■ PROBLEM SET ■
[a] In the article about students returning to Cambridge, rewrite the passage from "Although the University" to "facilities, also continues.", replacing "Toope" with "Stephen Toope".
[b] According to the article on students returning to Cambridge, what date was the earliest that the Vice-Chancellor expected guidance on in-person teaching at universities to change?
[c] Continue the article about students returning to Cambridge for in-person teaching.

(Beginning of EXTRACT PROVIDED)

Return of students to Cambridge for in-person teaching is ‘unlikely’ before 17th May
In an email to students, the Vice-Chancellor Stephen Toope said that he was “disappointed” by the uncertainty
It is unlikely that government guidance concerning the return of students to university will change until 17th May at the earliest, according to the Vice-Chancellor Stephen Toope.
In an email send to students today (09/04), Toope said: “It now appears unlikely that guidance concerning in-person teaching at universities will change before Monday 17 May, at the earliest.”
Although the University hoped that the UK government might indicate how the easing of restrictions on 12th April would apply to universities, the government has provided no further details about the return of students for in-person learning and teaching. Toope said that he was “disappointed by this uncertainty.”
In light of this, Toope said that the University’s policy on returning students “remains unchanged.” Permission to return for in-person teaching previously provided to students studying practical or practice-based subjects, as well as for research students, continues, and previous permission given to students by their College to return for health reasons, or access to study spaces and facilities, also continues.
The Vice-Chancellor also encouraged students who have not previously been given permission, but who wish to return for Easter Term, to apply to their college for permission to return if they need to do so “for reasons of health (including mental health) or to access study space and facilities.”
Toope said the University continues to believe that while for many students, studying at Cambridge will be “the best and preferred option”, they recognise that other students, such as international students, or those with “increased susceptibility to infectious diseases” “may wish to remain elsewhere.”
Toope spoke further about these students who may not wish to return to Cambridge: “We will continue to support them and ensure they can complete their studies remotely if they so choose.”
In February, the government said that it would review the general return of students to university “at the end of the Easter holidays.”

(End of EXTRACT PROVIDED)
(Beginning of EXCERPTED DATA)

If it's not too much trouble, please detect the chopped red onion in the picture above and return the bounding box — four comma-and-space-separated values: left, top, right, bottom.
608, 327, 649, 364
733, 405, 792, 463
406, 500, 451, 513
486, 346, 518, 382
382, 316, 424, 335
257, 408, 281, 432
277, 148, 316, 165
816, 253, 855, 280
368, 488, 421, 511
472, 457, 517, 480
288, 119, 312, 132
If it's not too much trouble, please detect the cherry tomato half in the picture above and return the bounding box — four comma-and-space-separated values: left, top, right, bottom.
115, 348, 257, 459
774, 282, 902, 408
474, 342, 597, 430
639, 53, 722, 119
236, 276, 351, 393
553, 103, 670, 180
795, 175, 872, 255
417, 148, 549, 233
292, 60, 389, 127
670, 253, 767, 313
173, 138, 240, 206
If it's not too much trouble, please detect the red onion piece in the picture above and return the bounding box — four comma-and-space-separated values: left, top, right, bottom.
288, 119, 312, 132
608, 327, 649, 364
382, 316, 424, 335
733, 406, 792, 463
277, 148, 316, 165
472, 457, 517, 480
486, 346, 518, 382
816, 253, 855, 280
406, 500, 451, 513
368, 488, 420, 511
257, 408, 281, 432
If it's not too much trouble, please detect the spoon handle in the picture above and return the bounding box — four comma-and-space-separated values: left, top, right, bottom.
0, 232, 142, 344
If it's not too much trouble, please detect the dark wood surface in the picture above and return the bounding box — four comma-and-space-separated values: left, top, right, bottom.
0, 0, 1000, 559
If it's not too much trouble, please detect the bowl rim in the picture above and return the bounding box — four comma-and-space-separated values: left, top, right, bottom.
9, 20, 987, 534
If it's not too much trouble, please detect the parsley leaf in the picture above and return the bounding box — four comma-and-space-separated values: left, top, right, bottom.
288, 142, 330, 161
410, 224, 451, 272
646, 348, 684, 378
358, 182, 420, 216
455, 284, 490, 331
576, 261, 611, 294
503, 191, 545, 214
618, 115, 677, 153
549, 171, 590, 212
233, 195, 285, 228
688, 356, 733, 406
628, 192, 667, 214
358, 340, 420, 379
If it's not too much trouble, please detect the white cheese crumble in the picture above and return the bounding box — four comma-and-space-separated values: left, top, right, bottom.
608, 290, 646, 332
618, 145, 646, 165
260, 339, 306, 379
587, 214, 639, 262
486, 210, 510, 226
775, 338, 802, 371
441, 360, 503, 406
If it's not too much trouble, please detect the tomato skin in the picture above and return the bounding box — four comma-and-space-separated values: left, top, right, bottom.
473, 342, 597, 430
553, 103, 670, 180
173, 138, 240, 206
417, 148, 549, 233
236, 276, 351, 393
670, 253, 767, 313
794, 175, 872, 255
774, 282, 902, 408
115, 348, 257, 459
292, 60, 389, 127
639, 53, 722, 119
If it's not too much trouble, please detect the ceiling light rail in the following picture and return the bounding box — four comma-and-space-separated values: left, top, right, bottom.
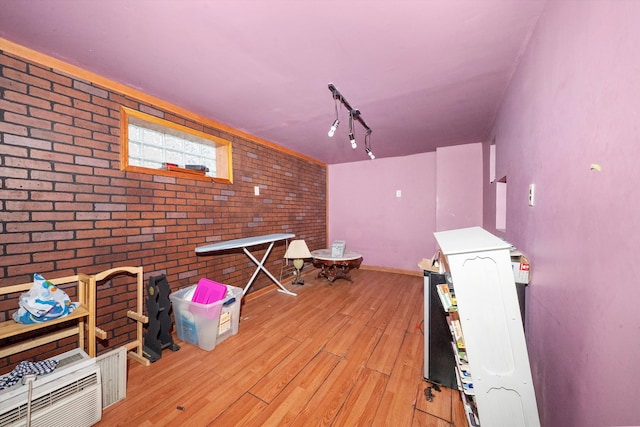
328, 83, 376, 160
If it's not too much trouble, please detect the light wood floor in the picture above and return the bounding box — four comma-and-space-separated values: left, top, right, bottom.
98, 270, 466, 427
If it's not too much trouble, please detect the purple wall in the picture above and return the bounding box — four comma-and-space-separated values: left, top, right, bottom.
483, 0, 640, 426
328, 152, 436, 272
330, 143, 483, 274
435, 143, 482, 231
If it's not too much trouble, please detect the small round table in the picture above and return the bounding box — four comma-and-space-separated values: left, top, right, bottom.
311, 249, 362, 283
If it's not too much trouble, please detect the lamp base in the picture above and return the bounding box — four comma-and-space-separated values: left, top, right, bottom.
291, 270, 304, 285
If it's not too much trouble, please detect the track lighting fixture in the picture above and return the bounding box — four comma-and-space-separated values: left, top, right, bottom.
329, 83, 376, 160
364, 148, 376, 160
328, 93, 340, 138
349, 110, 358, 150
364, 130, 376, 160
328, 118, 340, 137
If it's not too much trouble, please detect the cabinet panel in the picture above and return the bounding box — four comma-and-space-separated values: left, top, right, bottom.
435, 227, 540, 426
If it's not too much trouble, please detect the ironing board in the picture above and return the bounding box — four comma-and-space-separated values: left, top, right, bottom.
196, 233, 296, 296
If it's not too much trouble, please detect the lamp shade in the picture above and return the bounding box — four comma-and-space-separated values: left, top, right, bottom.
284, 240, 311, 259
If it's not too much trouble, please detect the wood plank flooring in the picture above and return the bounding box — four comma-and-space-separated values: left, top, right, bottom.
98, 269, 466, 427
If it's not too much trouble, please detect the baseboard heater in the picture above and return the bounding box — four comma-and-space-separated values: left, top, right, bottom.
0, 349, 102, 427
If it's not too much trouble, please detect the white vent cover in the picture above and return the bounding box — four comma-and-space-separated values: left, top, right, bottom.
96, 347, 127, 409
0, 349, 102, 427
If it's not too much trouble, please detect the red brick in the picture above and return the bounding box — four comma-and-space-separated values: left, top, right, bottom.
33, 251, 75, 266
53, 104, 91, 120
0, 54, 27, 71
53, 123, 91, 138
4, 112, 51, 130
31, 231, 74, 242
93, 114, 120, 129
29, 150, 75, 163
29, 64, 71, 86
29, 86, 71, 106
73, 80, 109, 98
7, 242, 53, 254
53, 83, 91, 103
75, 156, 109, 168
0, 122, 29, 136
5, 178, 53, 191
56, 221, 94, 231
29, 107, 73, 125
30, 129, 73, 144
0, 76, 27, 94
55, 202, 93, 212
5, 201, 53, 211
0, 253, 31, 267
31, 170, 73, 182
73, 118, 109, 132
7, 262, 54, 277
2, 68, 51, 90
30, 191, 75, 202
54, 181, 93, 193
73, 99, 109, 116
31, 212, 74, 222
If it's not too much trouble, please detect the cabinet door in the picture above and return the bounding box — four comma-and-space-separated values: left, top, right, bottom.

(End of EXCERPTED DATA)

■ ANSWERS TO THE PROBLEMS ■
[a]
Although the University hoped that the UK government might indicate how the easing of restrictions on 12th April would apply to universities, the government has provided no further details about the return of students for in-person learning and teaching. Stephen Toope said that he was “disappointed by this uncertainty.”
In light of this, Stephen Toope said that the University’s policy on returning students “remains unchanged.” Permission to return for in-person teaching previously provided to students studying practical or practice-based subjects, as well as for research students, continues, and previous permission given to students by their College to return for health reasons, or access to study spaces and facilities, also continues.

[b] Monday 17 May

[c]
Earlier this week, Universities UK, a body that represents 140 universities across the UK, wrote a letter to the government demanding an explanation for the lack of an announcement on student returns to university in the Covid-19 press briefing on Monday (05/04). The letter argued that it was “illogical” that students could not return to university when other restrictions were being lifted.
If returning to Cambridge, students are both advised to get tested for Covid-19 before they travel, and to get tested as soon as possible after they have returned, in advance of the start of Full Easter Term. Specific testing arrangements apply for international students returning to the UK.
Returning students are “strongly encouraged” to plan their travel so they can participate in the University’s Asymptomatic Covid-19 Screening Programme on the normal swab day for their College, up to and including the week beginning Monday 19th April.
In an email to students on 9th April giving a weekly update about the Asymptomatic Covid-19 Screening Programme, it was announced that “for the fifth week running, no students have tested positive” out of 3,494 students screened.
The email from Dr Ben Warne, Dr Nicholas Matheson and Professor Duncan Macfarlane, some of the leaders of the programme, states that this means that “the chance of testing positive is very low, and that – in the unlikely event this does happen – we will be able to act quickly to minimise the risk of the infection spreading.”
They continue: “As lockdown measures are cautiously relaxed, we all need to remain vigilant to ensure that infections do not once again begin to rise. The Asymptomatic Covid-19 Screening Programme will therefore continue to run throughout the Easter vacation.”